_TEKS YANG DIBERIKAN_:
########
Bulan Ramadhan memang selalu dinanti- nanti oleh masyarakat Indonesia. Bulan suci ini, dapat menjadi momentum untuk berkumpul, bersedekah, beribadah, dan berdoa.
Berbagai macam kegiatan dilakukan umat manusia dalam menyambut bulan suci ini. Di indonesia, banyak tradisi- tradisi yang dilakukan oleh warganya. Namun, bulan ramadhan tahun ini sedikit berbeda dengan tahun lalu. Saat ini, kita harus menjalankan ramadhan di tengah wabah berbahaya yang penyebarannya begitu cepat.
Apalagi ditambah dengan kebijakan Pembatasan Sosial Berskala Besar (PSBB) di beberapa daerah. Hal tersebut membuat banyak kegiatan dilakukan dalam keterbatasan. Walaupun bulan suci ramadhan kedatangan wabah berbahaya ini, tak membuat umat muslim melupakan tradisi- tradisi dalam menyambut bulan yang penuh berkah ini.
########
_ITEM YANG DIAMBIL_:
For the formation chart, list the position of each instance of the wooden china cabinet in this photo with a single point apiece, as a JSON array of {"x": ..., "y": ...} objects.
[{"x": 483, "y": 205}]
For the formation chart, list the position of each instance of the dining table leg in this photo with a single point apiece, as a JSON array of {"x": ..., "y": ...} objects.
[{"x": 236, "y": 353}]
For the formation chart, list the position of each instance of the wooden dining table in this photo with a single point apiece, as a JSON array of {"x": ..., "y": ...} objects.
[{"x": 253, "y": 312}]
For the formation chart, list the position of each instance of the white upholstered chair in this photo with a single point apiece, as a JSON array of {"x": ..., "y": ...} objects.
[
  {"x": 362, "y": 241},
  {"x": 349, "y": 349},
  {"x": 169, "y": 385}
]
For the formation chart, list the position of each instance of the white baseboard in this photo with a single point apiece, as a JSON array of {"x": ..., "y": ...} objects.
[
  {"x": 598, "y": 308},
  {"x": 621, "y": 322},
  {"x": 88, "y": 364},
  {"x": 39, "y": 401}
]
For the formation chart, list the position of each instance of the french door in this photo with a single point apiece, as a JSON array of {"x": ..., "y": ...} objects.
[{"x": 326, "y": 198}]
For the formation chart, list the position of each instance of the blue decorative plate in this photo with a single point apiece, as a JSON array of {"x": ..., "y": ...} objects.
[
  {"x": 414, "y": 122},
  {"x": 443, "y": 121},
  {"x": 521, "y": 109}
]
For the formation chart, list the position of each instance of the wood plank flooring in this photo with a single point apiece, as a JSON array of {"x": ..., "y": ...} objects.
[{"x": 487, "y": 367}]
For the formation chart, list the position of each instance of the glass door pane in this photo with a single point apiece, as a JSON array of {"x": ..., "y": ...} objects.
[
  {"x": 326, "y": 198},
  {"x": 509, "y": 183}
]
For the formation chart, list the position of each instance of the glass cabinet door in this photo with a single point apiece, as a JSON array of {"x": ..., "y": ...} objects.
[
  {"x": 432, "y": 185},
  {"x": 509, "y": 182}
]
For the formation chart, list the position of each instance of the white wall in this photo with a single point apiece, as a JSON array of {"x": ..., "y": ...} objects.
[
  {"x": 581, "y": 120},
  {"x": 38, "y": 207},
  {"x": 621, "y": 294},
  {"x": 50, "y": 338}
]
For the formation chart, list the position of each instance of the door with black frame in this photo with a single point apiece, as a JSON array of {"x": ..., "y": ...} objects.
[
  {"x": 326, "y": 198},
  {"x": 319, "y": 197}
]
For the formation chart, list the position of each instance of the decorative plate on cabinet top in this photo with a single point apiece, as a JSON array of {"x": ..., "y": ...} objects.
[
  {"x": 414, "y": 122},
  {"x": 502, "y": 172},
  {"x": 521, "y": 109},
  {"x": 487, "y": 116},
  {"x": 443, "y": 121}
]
########
Tulis lagi bagian teks tentang Ramadhan dari "Bulan Ramadhan memang" sampai "penyebarannya begitu cepat.", dan tukar "momentum" dengan "kesempatan".

_JAWABAN TUGAS_:
Bulan Ramadhan memang selalu dinanti- nanti oleh masyarakat Indonesia. Bulan suci ini, dapat menjadi kesempatan untuk berkumpul, bersedekah, beribadah, dan berdoa.
Berbagai macam kegiatan dilakukan umat manusia dalam menyambut bulan suci ini. Di indonesia, banyak tradisi- tradisi yang dilakukan oleh warganya. Namun, bulan ramadhan tahun ini sedikit berbeda dengan tahun lalu. Saat ini, kita harus menjalankan ramadhan di tengah wabah berbahaya yang penyebarannya begitu cepat.